• TESTO DI STUDIO
------------------------------------------------------------------------
Ma cosa accade alle ossa in caso di metastasi, ovvero quando le cellule maligne lasciano il tumore d’origine per colonizzare altri organi, riprodursi e formare altri tumori? Il quadro di rarefazione ossea, che può giungere alla frattura legata alla crescita tumorale, è dovuto al fatto che le cellule tumorali producono sostanze che stimolano gli osteoclasti, normali cellule della struttura ossea la cui attività è quella di digerire e rimodellare l’osso. È come se le cellule, gli osteoclasti appunto, stimolate da quelle tumorali, impazzissero ed iniziassero a distruggere l’osso, funzionando dunque troppo. In modo figurato, si può pensare ad un pesce piranha che inizia a rosicchiare l’osso senza sosta, fino alla sua distruzione. La terapia farmacologica con i bisfosfonati inibisce il funzionamento degli osteoclasti, con l’obiettivo di ridurre il dolore e prevenire le complicanze scheletriche, ovvero colpire il risultato di un effetto causato dalle cellule normali impazzite. Già questo è un discreto passo avanti, perché la terapia riduce del 25-30% il rischio di fratture, oltre a controllare il dolore. Ma l’attivazione degli osteoclasti da parte delle cellule tumorali distrugge anche la matrice ossea e libera fattori di crescita che rendono favorevole anche la crescita del tumore.

I bisfosfonati bloccano la progressione della malattia a livello osseo e fanno sì che i fattori di crescita delle cellule tumorali siano meno disponibili nel microambiente osseo, con un potenziale effetto antineoplastico.

Il quadro descritto è il presente. L’ipotesi per il futuro è che, in realtà, la disseminazione delle cellule tumorali all’interno delle ossa sia molto più precoce di quanto si immagini. Ovvero, avvenga molto prima dei suoi effetti, ovvero di dolore e fratture. Un’ipotesi forte, che riguarda il comportamento della malattia metastatica, che giungerebbe al midollo osseo per collocarsi in diverse nicchie all’interno delle quali resta quiescente per un periodo che può andare da pochi mesi a molti anni.
------------------------------------------------------------------------
• ESTRATTO DEI DATI
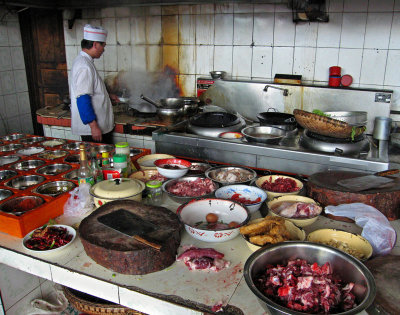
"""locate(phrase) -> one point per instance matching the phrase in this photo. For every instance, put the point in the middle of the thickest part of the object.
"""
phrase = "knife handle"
(388, 172)
(148, 243)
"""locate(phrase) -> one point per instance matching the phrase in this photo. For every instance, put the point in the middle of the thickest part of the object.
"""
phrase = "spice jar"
(120, 164)
(154, 192)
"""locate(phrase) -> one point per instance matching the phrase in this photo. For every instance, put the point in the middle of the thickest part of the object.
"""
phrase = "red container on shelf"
(335, 71)
(334, 80)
------------------------------------------------------------------------
• COSA FARAI
Prosegui il testo sulle metastasi alle ossa, partendo subito dopo la sua ultima frase.

• RISPOSTA SCRITTA
L’attività all’interno della nicchia è regolata dall’osteoblasta, cellula che origina da cellule osteoprogenitrici, dette preosteoblasti, e la sua funzione più conosciuta è quella di produrre la matrice organica del tessuto osseo stesso. All’osteoblasta vengono attribuite altre funzioni, oltre a quelle di modulatore del metabolismo osseo, fra cui quella di regista delle nicchie premetastatiche e delle cellule staminali destinate a ricostituire le cellule del sangue. L’attività dell’osteoblasta è modulata dalla situazione del microambiente. Più l’ambiente è attivo, come abbiamo visto, più aumentano le probabilità che le cellule malate non restino più quiescenti. Nel concetto di nicchia, le cellule non proliferano e l’osso, in realtà, diventa deposito di cellule neoplastiche che possono colonizzare altri tessuti. La sfida, oggi, è quella di comprendere i meccanismi che permettono l’attivazione della cellula tumorale, dopo che è rimasta quiescente nella nicchia anche per lunghi periodi. Se l’ipotesi è vera, si deve ricorrere a terapie che inibiscano la loro progressione ed eviatre che colonizzino non solo l’osso, ma anche altri organi del corpo umano. Il nuovo ruolo dei bisfosfonati potrebbe essere proprio questo: inibire il metabolismo osseo per impedire la stimolazione della nicchia premetastatica da parte dell’osteoblasta e, quindi, prolungare il periodo di quiescenza delle cellule tumorali eventualmente disseminate nel midollo osseo.